**TASKS TO COMPLETE:**
• a. In the R code passage, which function takes the pairwise maximum of B4 and C4?
• b. Rewrite the R code passage from "# Create 10k" to "<- pmax(B4, C4)", swapping "runif" out for "rnorm".
• c. Write the next part of the R code passage on the distribution of Z, picking up after its last line.

**TEXT PASSAGE:**
■ ■ ■ ■ ■ ■ ■

Now what is the probability that |B - C| < 1/2?
total2 <- integrate(integrand3, lower = 0, upper = 0.5)
print(paste0("What is the probability that |B - C| < 1/2? ", total2$value))
## [1] "What is the probability that |B - C| < 1/2? 0.75"
(D) max{B,C} < 1/2
Suppose we set Z = max{B,C}.
# Create 10k random numbers between 0 to 1 for both B and C
B4 <- runif(10000, min = 0, max = 1)
C4 <- runif(10000, min = 0, max = 1)
# Creating Z from maximum pairwise from either B4 or C4
# Reference: https://stackoverflow.com/questions/19994543/how-can-i-take-pairwise-maximum-between-two-vectors
Z4 <- pmax(B4, C4)
# Creating a histogram for Z4
histinfo4 <- hist(Z4,
main = "Histogram of Distribution of Z",
xlab = "Z",
border = "blue",
col = "red",
xlim=c(-.2,1.2),
ylim=c(0, 2),
las = 1,
breaks = 10,
probability = TRUE)

■ ■ ■ ■ ■ ■ ■

**PROVIDED INFORMATION:**
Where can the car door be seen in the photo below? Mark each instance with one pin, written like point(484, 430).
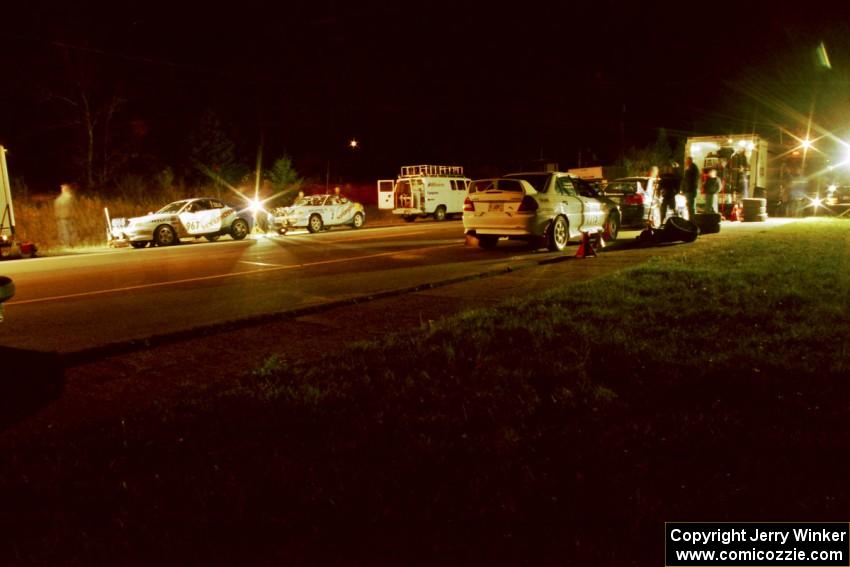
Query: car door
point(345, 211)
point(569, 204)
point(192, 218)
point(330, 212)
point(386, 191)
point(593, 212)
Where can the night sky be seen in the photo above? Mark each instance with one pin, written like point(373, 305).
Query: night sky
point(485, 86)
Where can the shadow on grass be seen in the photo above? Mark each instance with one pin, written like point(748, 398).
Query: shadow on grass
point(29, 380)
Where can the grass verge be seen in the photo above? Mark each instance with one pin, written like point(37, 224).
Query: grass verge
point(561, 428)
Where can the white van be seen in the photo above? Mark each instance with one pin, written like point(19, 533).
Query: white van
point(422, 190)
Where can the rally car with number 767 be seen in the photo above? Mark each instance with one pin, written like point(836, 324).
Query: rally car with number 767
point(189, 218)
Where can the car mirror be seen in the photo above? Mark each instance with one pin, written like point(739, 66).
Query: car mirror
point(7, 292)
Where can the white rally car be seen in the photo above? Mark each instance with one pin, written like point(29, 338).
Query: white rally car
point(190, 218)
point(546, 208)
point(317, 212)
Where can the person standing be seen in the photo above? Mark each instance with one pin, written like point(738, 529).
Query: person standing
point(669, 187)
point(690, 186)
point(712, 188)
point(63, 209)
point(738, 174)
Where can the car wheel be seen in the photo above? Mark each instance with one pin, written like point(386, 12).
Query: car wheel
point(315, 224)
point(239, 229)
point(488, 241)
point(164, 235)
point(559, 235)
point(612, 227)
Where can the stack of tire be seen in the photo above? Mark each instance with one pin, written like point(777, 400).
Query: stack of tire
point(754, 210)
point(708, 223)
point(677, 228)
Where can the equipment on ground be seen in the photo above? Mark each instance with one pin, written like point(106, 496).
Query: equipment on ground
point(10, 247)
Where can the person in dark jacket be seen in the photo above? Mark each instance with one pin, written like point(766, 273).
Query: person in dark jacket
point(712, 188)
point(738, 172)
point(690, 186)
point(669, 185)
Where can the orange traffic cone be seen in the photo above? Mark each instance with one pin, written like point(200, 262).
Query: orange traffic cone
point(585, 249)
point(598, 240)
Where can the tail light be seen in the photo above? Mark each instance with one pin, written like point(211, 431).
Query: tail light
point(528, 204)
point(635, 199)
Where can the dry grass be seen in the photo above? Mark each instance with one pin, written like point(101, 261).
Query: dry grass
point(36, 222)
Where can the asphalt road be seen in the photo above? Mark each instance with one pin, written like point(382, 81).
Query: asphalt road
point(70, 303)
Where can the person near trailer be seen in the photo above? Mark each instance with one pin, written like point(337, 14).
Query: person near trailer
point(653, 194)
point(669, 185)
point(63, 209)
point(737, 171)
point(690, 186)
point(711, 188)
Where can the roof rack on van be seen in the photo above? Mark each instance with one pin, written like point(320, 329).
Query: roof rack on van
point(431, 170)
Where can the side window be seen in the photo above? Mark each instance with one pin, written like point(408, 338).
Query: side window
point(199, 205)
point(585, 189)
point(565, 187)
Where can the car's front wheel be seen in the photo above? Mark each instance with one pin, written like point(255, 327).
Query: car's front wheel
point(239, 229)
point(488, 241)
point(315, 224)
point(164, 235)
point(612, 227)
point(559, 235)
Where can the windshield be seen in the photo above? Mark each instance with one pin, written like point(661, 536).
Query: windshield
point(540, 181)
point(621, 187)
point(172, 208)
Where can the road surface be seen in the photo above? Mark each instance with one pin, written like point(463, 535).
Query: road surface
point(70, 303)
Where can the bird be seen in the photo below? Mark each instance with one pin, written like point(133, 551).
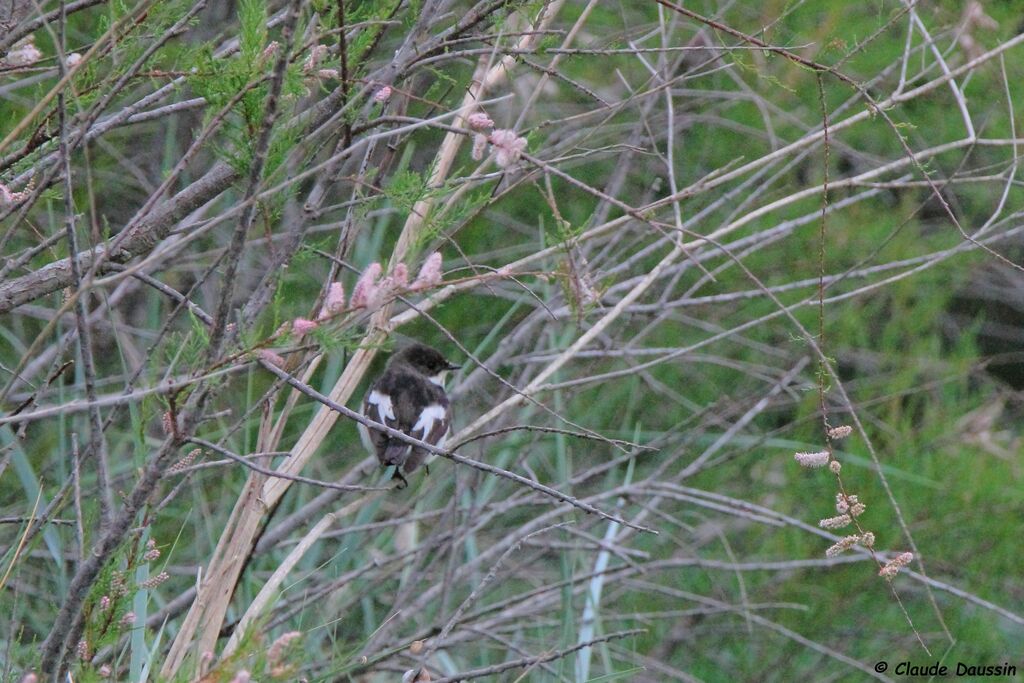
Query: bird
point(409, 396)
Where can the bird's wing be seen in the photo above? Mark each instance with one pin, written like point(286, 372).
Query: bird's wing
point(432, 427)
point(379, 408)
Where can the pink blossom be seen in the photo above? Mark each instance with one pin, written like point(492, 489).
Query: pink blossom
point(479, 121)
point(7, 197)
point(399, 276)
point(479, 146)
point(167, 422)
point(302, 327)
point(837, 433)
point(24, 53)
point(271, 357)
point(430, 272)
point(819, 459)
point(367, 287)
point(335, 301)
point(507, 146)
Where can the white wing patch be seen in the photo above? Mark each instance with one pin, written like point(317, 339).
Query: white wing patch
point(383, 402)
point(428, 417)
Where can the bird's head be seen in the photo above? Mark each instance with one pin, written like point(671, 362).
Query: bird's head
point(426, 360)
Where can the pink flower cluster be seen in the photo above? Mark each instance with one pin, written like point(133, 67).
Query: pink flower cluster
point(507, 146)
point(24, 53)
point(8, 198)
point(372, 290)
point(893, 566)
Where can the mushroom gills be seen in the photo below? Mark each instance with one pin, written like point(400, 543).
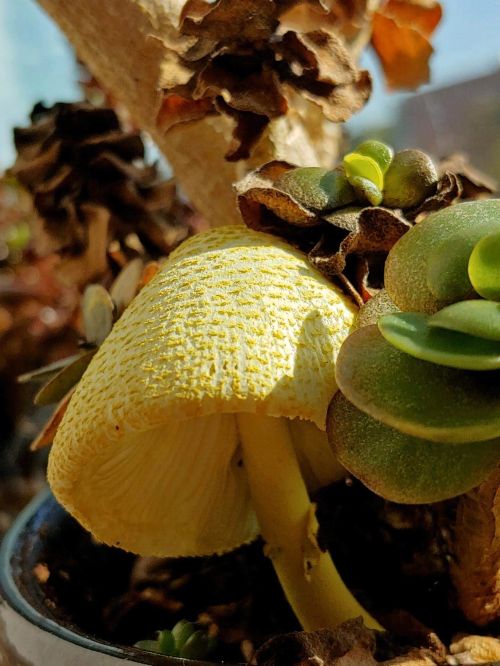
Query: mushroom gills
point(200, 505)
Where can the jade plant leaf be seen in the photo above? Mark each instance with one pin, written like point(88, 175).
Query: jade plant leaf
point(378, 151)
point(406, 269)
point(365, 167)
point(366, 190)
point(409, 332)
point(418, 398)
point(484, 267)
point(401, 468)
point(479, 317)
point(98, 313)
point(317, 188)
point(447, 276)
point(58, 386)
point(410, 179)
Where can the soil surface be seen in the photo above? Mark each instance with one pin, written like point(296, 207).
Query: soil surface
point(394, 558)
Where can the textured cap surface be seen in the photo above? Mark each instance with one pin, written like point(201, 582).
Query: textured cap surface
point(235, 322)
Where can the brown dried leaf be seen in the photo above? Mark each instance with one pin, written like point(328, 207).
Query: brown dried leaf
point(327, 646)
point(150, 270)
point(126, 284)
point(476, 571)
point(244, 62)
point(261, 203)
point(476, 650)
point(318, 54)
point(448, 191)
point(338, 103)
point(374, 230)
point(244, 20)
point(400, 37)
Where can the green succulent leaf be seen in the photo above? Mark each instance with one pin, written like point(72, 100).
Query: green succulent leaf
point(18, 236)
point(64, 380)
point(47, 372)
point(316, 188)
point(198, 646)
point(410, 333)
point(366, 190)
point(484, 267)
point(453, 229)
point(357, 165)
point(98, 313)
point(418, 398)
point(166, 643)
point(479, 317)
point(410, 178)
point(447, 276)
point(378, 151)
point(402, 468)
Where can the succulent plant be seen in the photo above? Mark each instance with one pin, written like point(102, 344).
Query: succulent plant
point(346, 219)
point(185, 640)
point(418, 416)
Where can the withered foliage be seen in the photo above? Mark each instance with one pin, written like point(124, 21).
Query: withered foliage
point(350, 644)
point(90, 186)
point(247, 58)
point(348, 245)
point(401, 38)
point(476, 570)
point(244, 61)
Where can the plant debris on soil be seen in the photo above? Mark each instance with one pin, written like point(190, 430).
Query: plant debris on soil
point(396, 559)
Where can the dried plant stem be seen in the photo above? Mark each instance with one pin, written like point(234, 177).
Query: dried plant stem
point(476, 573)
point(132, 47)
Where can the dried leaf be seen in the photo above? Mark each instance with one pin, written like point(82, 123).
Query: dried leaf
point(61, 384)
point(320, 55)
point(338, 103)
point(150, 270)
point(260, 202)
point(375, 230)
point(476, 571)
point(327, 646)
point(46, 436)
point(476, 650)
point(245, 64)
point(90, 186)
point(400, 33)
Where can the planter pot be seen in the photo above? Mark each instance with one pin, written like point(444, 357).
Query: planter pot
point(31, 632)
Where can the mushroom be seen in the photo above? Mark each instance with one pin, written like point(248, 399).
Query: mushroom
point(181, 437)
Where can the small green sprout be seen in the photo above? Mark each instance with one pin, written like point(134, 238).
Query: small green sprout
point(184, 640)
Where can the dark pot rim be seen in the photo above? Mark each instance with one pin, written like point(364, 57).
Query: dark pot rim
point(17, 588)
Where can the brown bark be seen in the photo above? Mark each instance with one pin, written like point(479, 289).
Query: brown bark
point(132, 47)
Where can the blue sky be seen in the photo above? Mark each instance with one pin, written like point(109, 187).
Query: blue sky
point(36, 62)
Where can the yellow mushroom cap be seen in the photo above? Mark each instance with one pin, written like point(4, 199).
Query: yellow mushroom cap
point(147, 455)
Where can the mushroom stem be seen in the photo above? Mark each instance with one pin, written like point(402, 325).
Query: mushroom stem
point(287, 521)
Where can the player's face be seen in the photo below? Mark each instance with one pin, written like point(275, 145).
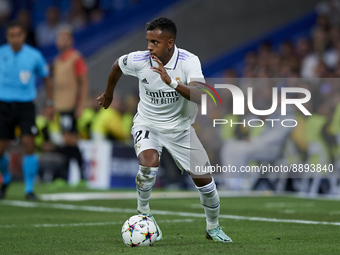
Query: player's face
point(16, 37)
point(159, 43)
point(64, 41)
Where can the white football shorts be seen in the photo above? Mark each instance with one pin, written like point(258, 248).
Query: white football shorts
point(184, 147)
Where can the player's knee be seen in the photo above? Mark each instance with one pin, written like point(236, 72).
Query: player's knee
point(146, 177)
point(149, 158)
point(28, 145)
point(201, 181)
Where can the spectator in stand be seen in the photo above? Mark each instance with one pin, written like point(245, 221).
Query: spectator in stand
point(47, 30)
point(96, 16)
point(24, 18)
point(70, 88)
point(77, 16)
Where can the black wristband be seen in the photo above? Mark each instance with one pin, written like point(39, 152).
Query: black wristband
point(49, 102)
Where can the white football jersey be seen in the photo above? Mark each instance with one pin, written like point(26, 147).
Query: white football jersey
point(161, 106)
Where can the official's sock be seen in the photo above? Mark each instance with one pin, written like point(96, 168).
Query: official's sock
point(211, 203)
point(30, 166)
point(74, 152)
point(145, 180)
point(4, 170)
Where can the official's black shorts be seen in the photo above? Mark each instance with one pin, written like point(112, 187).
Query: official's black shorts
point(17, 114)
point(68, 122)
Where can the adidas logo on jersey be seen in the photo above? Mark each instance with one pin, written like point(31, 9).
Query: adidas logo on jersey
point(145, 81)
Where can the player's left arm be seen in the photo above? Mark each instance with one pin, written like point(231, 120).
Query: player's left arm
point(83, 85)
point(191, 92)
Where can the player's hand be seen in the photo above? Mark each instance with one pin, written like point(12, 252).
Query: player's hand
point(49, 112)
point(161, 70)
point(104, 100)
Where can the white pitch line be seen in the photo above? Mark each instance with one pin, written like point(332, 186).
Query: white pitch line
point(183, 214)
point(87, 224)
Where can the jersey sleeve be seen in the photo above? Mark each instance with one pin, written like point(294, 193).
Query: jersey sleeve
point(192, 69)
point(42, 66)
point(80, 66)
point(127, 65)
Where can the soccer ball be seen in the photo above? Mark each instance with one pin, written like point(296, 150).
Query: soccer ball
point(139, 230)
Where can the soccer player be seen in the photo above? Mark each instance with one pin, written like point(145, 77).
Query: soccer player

■ ■ ■ ■ ■ ■ ■

**RESULTS OF THE EXERCISE:**
• a. pmax

• b.
# Create 10k random numbers between 0 to 1 for both B and C
B4 <- rnorm(10000, min = 0, max = 1)
C4 <- rnorm(10000, min = 0, max = 1)
# Creating Z from maximum pairwise from either B4 or C4
# Reference: https://stackoverflow.com/questions/19994543/how-can-i-take-pairwise-maximum-between-two-vectors
Z4 <- pmax(B4, C4)

• c.
# Creating a density function that would fit this curve
abline(0,2)
Judging from this simulation, the density function appears to be:
\[f_Z(z) = \begin{cases} 0, & \text{if } z < 0 \\ 2z, & \text{if } 0 \leq z \leq 1 \\ 0, & \text{if } 1 < z \\ \end{cases}\]
And to get the distributive function, we will integrate the above function.
\[F_Z(z) = \begin{cases} 0, & \text{if } z < 0 \\ z^2, & \text{if } 0 \leq z \leq 1 \\ 0, & \text{if } 1 < z \\ \end{cases}\]
Let’s verify the conditions:
integrand4 <- function(x){2*x}
integrated_D <- integrate(integrand4, 0, 1)
print(paste0("Area under the curve == 1? ", integrated_D$value == 1))
## [1] "Area under the curve == 1? TRUE"
What is the probability that max{B,C} < 1/2?
total3 <- integrate(integrand4, lower = 0, upper = 0.5)
print(paste0("What is the probability that max{B,C} < 1/2? ", total3$value))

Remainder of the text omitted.